(Extracted records begins)

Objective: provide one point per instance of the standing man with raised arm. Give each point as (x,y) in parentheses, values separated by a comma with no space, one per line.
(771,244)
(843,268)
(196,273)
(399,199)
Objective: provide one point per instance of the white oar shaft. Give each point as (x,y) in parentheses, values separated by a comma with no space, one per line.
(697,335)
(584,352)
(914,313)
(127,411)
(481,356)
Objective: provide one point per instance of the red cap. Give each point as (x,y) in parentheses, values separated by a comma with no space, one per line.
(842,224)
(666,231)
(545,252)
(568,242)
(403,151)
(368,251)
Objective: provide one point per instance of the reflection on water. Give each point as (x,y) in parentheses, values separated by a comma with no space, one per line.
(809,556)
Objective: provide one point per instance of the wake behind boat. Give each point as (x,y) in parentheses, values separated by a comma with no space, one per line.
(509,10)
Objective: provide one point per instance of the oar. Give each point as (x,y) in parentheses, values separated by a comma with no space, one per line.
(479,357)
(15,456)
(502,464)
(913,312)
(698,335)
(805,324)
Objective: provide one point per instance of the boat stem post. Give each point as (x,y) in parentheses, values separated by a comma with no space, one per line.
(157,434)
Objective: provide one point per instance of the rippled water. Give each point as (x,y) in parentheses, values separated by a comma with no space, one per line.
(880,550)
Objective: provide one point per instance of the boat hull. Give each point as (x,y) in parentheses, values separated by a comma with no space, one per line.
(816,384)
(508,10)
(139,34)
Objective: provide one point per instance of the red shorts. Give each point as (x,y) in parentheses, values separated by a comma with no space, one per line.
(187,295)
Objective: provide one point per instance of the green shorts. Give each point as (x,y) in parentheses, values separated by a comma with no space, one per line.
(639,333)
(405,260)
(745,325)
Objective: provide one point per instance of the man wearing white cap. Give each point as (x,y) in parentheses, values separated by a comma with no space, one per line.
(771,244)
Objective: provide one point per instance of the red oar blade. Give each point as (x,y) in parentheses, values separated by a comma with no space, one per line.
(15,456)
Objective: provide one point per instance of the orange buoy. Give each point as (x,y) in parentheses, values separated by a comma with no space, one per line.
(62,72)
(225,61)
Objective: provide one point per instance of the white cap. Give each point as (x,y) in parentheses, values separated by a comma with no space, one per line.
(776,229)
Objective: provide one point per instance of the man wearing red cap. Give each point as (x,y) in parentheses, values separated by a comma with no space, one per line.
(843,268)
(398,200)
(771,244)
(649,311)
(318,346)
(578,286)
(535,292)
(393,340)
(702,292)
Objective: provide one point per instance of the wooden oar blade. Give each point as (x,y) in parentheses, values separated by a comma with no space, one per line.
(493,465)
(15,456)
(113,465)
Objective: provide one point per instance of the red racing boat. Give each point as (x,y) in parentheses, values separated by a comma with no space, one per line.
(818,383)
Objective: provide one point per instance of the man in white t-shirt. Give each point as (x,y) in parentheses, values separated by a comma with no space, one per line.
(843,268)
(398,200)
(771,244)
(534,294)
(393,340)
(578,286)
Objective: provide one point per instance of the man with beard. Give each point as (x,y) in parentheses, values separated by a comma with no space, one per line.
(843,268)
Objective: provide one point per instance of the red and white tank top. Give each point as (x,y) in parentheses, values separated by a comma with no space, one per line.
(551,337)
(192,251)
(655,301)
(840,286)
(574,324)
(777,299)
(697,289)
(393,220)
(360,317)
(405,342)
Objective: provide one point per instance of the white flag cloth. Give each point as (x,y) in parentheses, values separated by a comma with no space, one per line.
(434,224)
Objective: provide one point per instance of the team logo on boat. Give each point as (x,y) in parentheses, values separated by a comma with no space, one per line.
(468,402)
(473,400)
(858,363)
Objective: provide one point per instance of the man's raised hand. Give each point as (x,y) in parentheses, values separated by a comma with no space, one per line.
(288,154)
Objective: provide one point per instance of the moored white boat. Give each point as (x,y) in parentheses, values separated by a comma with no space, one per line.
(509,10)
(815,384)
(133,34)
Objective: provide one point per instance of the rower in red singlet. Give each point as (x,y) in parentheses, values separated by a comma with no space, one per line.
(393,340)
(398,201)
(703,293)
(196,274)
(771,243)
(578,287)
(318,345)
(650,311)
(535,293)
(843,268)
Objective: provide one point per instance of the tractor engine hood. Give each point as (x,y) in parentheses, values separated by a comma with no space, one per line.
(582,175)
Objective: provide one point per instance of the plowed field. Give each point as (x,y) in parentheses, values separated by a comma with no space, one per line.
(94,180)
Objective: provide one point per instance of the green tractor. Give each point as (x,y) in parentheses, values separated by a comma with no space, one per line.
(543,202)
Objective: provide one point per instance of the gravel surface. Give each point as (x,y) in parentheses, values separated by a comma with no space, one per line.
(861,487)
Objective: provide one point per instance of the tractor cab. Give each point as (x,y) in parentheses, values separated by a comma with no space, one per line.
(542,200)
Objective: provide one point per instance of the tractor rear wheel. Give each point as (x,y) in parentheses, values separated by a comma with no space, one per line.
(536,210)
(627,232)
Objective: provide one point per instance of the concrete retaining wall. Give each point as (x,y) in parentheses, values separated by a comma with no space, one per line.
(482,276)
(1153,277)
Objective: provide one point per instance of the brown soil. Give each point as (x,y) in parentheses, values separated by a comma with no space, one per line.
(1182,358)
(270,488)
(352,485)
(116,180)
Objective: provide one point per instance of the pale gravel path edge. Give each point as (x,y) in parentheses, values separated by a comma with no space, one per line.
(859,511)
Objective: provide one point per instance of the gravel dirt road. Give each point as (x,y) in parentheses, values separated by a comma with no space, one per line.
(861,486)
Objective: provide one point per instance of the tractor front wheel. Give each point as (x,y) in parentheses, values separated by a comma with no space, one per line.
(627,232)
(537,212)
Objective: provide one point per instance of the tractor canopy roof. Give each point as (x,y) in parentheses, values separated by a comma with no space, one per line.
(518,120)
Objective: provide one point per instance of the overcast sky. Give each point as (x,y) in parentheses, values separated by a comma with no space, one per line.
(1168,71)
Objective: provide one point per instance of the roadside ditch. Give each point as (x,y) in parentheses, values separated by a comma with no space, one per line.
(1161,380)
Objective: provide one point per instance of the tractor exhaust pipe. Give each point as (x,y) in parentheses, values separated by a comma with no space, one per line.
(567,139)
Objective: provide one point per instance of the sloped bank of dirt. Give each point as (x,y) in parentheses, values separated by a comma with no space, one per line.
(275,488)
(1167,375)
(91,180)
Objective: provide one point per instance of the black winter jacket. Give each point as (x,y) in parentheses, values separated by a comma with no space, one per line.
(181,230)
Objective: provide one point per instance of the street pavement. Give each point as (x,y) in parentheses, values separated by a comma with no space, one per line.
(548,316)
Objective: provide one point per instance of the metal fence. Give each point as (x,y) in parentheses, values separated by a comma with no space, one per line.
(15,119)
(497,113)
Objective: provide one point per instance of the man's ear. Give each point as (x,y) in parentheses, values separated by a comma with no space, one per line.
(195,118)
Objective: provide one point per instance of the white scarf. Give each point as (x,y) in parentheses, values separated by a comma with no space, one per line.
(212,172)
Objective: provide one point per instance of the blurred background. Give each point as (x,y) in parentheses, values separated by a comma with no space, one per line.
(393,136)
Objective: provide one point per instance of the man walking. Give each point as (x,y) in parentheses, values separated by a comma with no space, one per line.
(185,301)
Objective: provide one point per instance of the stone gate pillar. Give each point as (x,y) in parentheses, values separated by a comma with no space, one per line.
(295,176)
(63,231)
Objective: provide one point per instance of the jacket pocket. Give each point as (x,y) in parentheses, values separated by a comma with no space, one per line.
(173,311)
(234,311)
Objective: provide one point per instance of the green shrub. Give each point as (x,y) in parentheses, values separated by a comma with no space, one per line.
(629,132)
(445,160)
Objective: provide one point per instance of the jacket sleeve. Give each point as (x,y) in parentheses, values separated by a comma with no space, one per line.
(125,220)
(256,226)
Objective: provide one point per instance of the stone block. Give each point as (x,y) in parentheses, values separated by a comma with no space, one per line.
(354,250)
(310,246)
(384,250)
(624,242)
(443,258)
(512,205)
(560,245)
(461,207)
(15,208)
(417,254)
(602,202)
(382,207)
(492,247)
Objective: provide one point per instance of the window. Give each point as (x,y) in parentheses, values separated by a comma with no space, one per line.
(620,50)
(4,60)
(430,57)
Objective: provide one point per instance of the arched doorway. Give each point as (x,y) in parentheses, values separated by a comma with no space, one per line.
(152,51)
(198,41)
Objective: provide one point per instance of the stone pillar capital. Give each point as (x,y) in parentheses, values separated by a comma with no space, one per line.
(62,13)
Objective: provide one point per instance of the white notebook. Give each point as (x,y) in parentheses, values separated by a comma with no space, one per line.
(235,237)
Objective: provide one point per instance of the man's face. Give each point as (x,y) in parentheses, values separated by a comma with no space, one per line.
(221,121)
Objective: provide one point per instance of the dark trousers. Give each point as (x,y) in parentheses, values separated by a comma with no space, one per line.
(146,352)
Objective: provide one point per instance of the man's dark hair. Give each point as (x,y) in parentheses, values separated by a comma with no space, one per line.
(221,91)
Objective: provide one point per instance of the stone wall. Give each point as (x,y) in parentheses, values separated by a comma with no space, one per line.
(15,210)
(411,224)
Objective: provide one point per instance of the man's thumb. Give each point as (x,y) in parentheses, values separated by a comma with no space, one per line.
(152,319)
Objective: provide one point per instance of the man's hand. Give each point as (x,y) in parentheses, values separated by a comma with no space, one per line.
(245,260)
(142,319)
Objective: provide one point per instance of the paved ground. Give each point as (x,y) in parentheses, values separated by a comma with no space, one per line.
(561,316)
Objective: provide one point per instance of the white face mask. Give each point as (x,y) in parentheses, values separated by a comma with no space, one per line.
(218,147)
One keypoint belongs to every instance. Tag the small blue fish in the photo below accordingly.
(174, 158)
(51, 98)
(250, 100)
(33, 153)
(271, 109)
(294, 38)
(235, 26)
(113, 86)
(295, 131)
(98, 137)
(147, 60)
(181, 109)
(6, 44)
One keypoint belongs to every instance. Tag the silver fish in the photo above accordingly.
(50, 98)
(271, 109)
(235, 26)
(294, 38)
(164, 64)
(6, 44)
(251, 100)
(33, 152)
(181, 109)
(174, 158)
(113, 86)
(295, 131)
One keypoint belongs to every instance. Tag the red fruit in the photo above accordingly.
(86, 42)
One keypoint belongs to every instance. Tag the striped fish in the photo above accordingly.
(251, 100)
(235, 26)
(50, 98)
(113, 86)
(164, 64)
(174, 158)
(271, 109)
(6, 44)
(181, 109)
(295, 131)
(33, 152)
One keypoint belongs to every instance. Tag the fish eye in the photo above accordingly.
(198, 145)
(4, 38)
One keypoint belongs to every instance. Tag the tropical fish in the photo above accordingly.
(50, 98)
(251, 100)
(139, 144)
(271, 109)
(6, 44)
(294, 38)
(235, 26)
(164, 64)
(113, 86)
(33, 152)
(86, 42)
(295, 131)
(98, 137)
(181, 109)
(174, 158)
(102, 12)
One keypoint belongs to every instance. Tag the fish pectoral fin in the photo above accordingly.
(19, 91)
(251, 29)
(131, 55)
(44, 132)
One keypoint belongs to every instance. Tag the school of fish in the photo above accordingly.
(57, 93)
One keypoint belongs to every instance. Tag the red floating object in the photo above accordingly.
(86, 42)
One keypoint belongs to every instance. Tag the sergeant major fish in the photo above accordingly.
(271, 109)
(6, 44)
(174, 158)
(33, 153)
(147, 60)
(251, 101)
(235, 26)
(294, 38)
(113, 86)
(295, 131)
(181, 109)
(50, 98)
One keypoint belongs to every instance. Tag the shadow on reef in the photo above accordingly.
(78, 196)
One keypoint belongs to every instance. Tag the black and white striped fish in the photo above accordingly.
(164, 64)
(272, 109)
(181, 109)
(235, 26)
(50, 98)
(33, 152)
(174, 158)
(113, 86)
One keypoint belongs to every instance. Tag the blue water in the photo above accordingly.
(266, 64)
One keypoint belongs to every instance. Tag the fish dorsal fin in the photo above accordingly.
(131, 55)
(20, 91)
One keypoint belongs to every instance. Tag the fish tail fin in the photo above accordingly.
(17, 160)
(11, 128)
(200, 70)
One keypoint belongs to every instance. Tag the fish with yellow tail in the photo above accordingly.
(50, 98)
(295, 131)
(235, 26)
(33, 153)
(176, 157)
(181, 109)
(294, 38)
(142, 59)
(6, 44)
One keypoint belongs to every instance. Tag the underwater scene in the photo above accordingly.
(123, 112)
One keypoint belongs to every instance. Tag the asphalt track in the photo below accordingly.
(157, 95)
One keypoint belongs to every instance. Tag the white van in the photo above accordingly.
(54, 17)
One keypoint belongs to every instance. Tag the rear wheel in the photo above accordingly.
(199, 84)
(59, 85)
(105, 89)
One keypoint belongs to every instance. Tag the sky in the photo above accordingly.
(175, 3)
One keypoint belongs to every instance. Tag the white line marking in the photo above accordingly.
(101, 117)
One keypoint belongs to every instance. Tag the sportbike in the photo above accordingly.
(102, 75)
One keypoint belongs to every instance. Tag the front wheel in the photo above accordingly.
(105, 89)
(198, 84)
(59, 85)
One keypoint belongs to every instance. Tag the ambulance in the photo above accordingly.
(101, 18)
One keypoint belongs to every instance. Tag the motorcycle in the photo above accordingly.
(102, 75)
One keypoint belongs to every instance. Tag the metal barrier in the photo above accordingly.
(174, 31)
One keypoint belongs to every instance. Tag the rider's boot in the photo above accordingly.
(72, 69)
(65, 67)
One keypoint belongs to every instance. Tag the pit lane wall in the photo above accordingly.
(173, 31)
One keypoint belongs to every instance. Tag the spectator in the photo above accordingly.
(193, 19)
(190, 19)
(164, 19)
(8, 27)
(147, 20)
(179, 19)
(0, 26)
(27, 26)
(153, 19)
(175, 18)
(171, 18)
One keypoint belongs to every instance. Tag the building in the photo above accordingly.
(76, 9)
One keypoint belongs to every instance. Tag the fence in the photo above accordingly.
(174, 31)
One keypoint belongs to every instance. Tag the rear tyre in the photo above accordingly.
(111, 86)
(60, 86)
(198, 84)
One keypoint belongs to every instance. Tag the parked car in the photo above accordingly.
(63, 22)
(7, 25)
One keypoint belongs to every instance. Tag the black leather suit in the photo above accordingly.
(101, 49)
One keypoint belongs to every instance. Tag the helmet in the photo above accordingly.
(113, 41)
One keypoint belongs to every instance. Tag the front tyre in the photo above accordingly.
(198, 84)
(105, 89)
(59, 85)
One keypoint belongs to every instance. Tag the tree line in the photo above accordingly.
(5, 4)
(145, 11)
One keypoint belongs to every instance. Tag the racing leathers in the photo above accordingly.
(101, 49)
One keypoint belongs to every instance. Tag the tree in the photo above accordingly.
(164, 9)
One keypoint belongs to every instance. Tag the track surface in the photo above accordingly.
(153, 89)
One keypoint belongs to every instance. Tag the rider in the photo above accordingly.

(Extracted records ends)

> [Exercise objective]
The answer should be an exact copy of the lines from the one containing "One keypoint belongs to every instance. Tag the black leather" through the last line of the entries, both included.

> [Exercise result]
One keypoint belongs to every instance. Tag the black leather suit in the photo above accordingly.
(101, 49)
One keypoint belongs to every instance. Tag the helmet in the photo above accordingly.
(113, 41)
One keypoint belongs to every instance. Tag the front tyre in the photo above accordingly.
(198, 84)
(105, 89)
(59, 85)
One keypoint belongs to every instance. Tag the tree line in the photo above accordingly.
(5, 4)
(145, 11)
One keypoint belongs to every instance. Tag the racing leathers in the photo above accordingly.
(101, 49)
One keypoint belongs to every instance. Tag the tree in the photo above accordingly.
(164, 9)
One keypoint belongs to every instance. Tag the track surface in the photo above accordingly.
(153, 89)
One keypoint belongs to every instance. Tag the rider in the photo above accordingly.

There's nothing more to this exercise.